* SUPPLIED DATA

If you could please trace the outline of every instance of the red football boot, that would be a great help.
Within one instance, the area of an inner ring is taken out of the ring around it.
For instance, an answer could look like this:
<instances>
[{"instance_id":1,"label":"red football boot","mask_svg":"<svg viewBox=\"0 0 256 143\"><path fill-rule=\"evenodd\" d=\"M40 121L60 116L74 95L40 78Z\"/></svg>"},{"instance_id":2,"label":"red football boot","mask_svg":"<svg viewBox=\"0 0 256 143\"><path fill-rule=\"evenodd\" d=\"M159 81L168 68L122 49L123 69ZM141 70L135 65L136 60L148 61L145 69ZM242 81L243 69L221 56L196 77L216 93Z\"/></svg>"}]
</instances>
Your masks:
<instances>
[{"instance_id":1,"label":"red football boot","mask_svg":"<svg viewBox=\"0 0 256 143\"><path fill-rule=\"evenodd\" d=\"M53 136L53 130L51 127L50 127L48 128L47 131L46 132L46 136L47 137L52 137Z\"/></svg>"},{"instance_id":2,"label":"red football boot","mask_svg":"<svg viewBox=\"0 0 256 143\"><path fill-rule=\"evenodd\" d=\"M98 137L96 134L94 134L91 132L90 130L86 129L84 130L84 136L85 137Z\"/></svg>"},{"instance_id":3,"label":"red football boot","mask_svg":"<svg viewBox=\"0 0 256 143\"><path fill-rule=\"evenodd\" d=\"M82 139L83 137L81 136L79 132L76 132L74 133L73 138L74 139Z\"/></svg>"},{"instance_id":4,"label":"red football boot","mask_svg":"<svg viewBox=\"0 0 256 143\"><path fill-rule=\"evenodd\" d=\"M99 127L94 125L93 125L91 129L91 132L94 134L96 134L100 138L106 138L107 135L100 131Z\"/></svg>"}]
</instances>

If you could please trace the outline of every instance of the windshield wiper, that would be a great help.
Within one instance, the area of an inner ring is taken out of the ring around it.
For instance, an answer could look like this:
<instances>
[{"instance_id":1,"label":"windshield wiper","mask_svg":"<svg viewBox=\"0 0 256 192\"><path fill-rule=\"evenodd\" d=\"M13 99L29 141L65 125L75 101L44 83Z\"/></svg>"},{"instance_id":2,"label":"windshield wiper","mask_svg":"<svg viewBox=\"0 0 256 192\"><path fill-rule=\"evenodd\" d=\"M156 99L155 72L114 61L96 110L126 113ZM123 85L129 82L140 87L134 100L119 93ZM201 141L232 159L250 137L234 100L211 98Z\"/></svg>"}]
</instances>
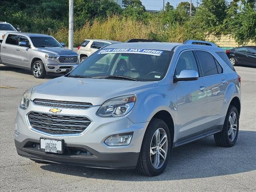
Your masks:
<instances>
[{"instance_id":1,"label":"windshield wiper","mask_svg":"<svg viewBox=\"0 0 256 192\"><path fill-rule=\"evenodd\" d=\"M76 77L76 78L90 78L90 77L88 77L86 76L84 76L83 75L68 75L68 77Z\"/></svg>"},{"instance_id":2,"label":"windshield wiper","mask_svg":"<svg viewBox=\"0 0 256 192\"><path fill-rule=\"evenodd\" d=\"M131 77L126 77L126 76L122 76L121 75L109 75L107 78L113 78L116 79L122 79L126 80L130 80L130 81L138 81L138 80L132 78Z\"/></svg>"}]
</instances>

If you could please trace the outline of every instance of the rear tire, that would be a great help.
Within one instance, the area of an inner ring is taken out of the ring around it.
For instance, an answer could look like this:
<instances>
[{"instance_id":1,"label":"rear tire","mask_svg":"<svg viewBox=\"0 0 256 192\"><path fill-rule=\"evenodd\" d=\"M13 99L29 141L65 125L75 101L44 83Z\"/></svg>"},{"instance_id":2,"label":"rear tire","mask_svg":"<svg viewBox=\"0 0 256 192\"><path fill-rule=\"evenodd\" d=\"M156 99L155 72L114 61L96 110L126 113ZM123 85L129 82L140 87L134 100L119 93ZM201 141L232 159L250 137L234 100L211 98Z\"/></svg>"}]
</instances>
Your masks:
<instances>
[{"instance_id":1,"label":"rear tire","mask_svg":"<svg viewBox=\"0 0 256 192\"><path fill-rule=\"evenodd\" d=\"M159 144L154 144L157 143ZM150 176L161 174L168 162L171 148L171 136L167 125L162 120L153 119L144 135L136 168L137 171Z\"/></svg>"},{"instance_id":2,"label":"rear tire","mask_svg":"<svg viewBox=\"0 0 256 192\"><path fill-rule=\"evenodd\" d=\"M40 60L36 61L33 64L32 72L34 76L36 78L43 78L46 74L44 65Z\"/></svg>"},{"instance_id":3,"label":"rear tire","mask_svg":"<svg viewBox=\"0 0 256 192\"><path fill-rule=\"evenodd\" d=\"M233 66L236 65L236 58L234 57L230 57L229 58L229 60L230 60L230 62L231 62L232 65Z\"/></svg>"},{"instance_id":4,"label":"rear tire","mask_svg":"<svg viewBox=\"0 0 256 192\"><path fill-rule=\"evenodd\" d=\"M239 115L234 106L230 105L225 119L222 130L214 134L214 140L217 145L230 147L236 143L239 128Z\"/></svg>"}]
</instances>

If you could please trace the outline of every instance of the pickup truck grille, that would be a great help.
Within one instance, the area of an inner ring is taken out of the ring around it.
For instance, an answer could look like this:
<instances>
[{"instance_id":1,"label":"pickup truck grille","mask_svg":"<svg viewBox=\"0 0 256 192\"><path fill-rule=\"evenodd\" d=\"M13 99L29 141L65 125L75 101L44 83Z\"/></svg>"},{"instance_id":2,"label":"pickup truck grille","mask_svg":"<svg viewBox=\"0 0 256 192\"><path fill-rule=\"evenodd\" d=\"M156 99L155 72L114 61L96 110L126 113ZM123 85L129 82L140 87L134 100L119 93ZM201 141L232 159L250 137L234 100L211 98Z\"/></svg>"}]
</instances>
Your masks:
<instances>
[{"instance_id":1,"label":"pickup truck grille","mask_svg":"<svg viewBox=\"0 0 256 192\"><path fill-rule=\"evenodd\" d=\"M35 99L33 100L33 102L36 105L42 106L72 109L85 109L93 106L92 104L90 103L76 101L58 101L49 99Z\"/></svg>"},{"instance_id":2,"label":"pickup truck grille","mask_svg":"<svg viewBox=\"0 0 256 192\"><path fill-rule=\"evenodd\" d=\"M76 63L78 58L77 56L60 56L58 60L60 63Z\"/></svg>"},{"instance_id":3,"label":"pickup truck grille","mask_svg":"<svg viewBox=\"0 0 256 192\"><path fill-rule=\"evenodd\" d=\"M35 130L51 135L80 134L92 122L85 116L56 115L32 112L29 123Z\"/></svg>"}]
</instances>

* GIVEN PROBLEM
Write out the records above once more, word for word, with no pictures.

* REPLY
If you could please trace the outline of every instance of the red football boot, that would be a great help.
Within one instance, the area of an inner ring is taken out of the ring around it.
For instance, an answer could look like this:
<instances>
[{"instance_id":1,"label":"red football boot","mask_svg":"<svg viewBox=\"0 0 256 143\"><path fill-rule=\"evenodd\" d=\"M40 121L60 116L74 95L40 78Z\"/></svg>"},{"instance_id":2,"label":"red football boot","mask_svg":"<svg viewBox=\"0 0 256 143\"><path fill-rule=\"evenodd\" d=\"M159 81L168 68L122 49L123 69ZM141 70L135 65L136 60L148 61L145 69ZM242 81L243 69L221 56L196 77L216 93Z\"/></svg>"}]
</instances>
Your masks:
<instances>
[{"instance_id":1,"label":"red football boot","mask_svg":"<svg viewBox=\"0 0 256 143\"><path fill-rule=\"evenodd\" d=\"M53 136L53 130L51 127L50 127L48 128L47 131L46 132L46 136L47 137L52 137Z\"/></svg>"},{"instance_id":2,"label":"red football boot","mask_svg":"<svg viewBox=\"0 0 256 143\"><path fill-rule=\"evenodd\" d=\"M98 137L96 134L94 134L91 132L90 130L86 129L84 130L84 136L85 137Z\"/></svg>"},{"instance_id":3,"label":"red football boot","mask_svg":"<svg viewBox=\"0 0 256 143\"><path fill-rule=\"evenodd\" d=\"M82 139L83 137L81 136L79 132L76 132L74 133L73 138L74 139Z\"/></svg>"},{"instance_id":4,"label":"red football boot","mask_svg":"<svg viewBox=\"0 0 256 143\"><path fill-rule=\"evenodd\" d=\"M99 127L94 125L93 125L91 129L91 132L94 134L96 134L100 138L106 138L107 135L100 131Z\"/></svg>"}]
</instances>

If you could please trace the outline of every instance of the windshield wiper, that would be a great help.
Within one instance, the area of an inner ring is taken out of the ring around it.
For instance, an answer could look like this:
<instances>
[{"instance_id":1,"label":"windshield wiper","mask_svg":"<svg viewBox=\"0 0 256 192\"><path fill-rule=\"evenodd\" d=\"M13 99L29 141L65 125L75 101L44 83Z\"/></svg>"},{"instance_id":2,"label":"windshield wiper","mask_svg":"<svg viewBox=\"0 0 256 192\"><path fill-rule=\"evenodd\" d=\"M156 99L155 72L114 61L96 110L126 113ZM123 85L129 82L140 87L134 100L119 93ZM201 141L232 159L250 137L234 100L211 98Z\"/></svg>"}]
</instances>
Your masks:
<instances>
[{"instance_id":1,"label":"windshield wiper","mask_svg":"<svg viewBox=\"0 0 256 192\"><path fill-rule=\"evenodd\" d=\"M76 77L76 78L90 78L90 77L88 77L86 76L84 76L83 75L68 75L68 77Z\"/></svg>"},{"instance_id":2,"label":"windshield wiper","mask_svg":"<svg viewBox=\"0 0 256 192\"><path fill-rule=\"evenodd\" d=\"M131 77L126 77L126 76L122 76L121 75L109 75L107 78L113 78L116 79L122 79L126 80L130 80L130 81L138 81L138 80L132 78Z\"/></svg>"}]
</instances>

If you could please trace the outline of every instance of the rear tire, that would be a great help.
Within one instance, the area of an inner ring is taken out of the ring around it.
For instance, an answer could look like this:
<instances>
[{"instance_id":1,"label":"rear tire","mask_svg":"<svg viewBox=\"0 0 256 192\"><path fill-rule=\"evenodd\" d=\"M13 99L29 141L65 125L75 101L44 83Z\"/></svg>"},{"instance_id":2,"label":"rear tire","mask_svg":"<svg viewBox=\"0 0 256 192\"><path fill-rule=\"evenodd\" d=\"M156 99L155 72L114 61L96 110L126 113ZM123 85L129 82L140 87L134 100L119 93ZM201 141L232 159L250 137L234 100L211 98Z\"/></svg>"}]
</instances>
Your masks:
<instances>
[{"instance_id":1,"label":"rear tire","mask_svg":"<svg viewBox=\"0 0 256 192\"><path fill-rule=\"evenodd\" d=\"M159 144L154 144L157 143ZM150 176L161 174L168 162L171 148L171 136L167 125L162 120L153 119L144 135L136 168L137 171Z\"/></svg>"},{"instance_id":2,"label":"rear tire","mask_svg":"<svg viewBox=\"0 0 256 192\"><path fill-rule=\"evenodd\" d=\"M40 60L36 61L33 64L32 72L34 76L36 78L43 78L46 74L44 65Z\"/></svg>"},{"instance_id":3,"label":"rear tire","mask_svg":"<svg viewBox=\"0 0 256 192\"><path fill-rule=\"evenodd\" d=\"M233 66L236 65L236 58L234 57L230 57L229 58L229 60L230 60L230 62L231 62L232 65Z\"/></svg>"},{"instance_id":4,"label":"rear tire","mask_svg":"<svg viewBox=\"0 0 256 192\"><path fill-rule=\"evenodd\" d=\"M239 115L234 106L230 105L225 119L222 130L214 134L214 140L217 145L230 147L236 143L239 128Z\"/></svg>"}]
</instances>

If you could please trace the outline of every instance of the pickup truck grille, that would be a great help.
Within one instance, the area of an inner ring is taken out of the ring around it.
For instance, an answer could look like this:
<instances>
[{"instance_id":1,"label":"pickup truck grille","mask_svg":"<svg viewBox=\"0 0 256 192\"><path fill-rule=\"evenodd\" d=\"M13 99L29 141L65 125L75 101L44 83Z\"/></svg>"},{"instance_id":2,"label":"pickup truck grille","mask_svg":"<svg viewBox=\"0 0 256 192\"><path fill-rule=\"evenodd\" d=\"M156 99L155 72L114 61L96 110L126 113ZM123 85L129 82L140 87L134 100L119 93ZM201 141L232 159L250 137L234 100L211 98Z\"/></svg>"}]
</instances>
Your masks:
<instances>
[{"instance_id":1,"label":"pickup truck grille","mask_svg":"<svg viewBox=\"0 0 256 192\"><path fill-rule=\"evenodd\" d=\"M35 99L33 100L33 102L36 105L42 106L72 109L85 109L93 106L92 104L90 103L76 101L58 101L49 99Z\"/></svg>"},{"instance_id":2,"label":"pickup truck grille","mask_svg":"<svg viewBox=\"0 0 256 192\"><path fill-rule=\"evenodd\" d=\"M76 63L78 58L77 56L60 56L58 60L60 63Z\"/></svg>"},{"instance_id":3,"label":"pickup truck grille","mask_svg":"<svg viewBox=\"0 0 256 192\"><path fill-rule=\"evenodd\" d=\"M35 130L51 135L80 134L92 122L85 116L56 115L32 112L29 123Z\"/></svg>"}]
</instances>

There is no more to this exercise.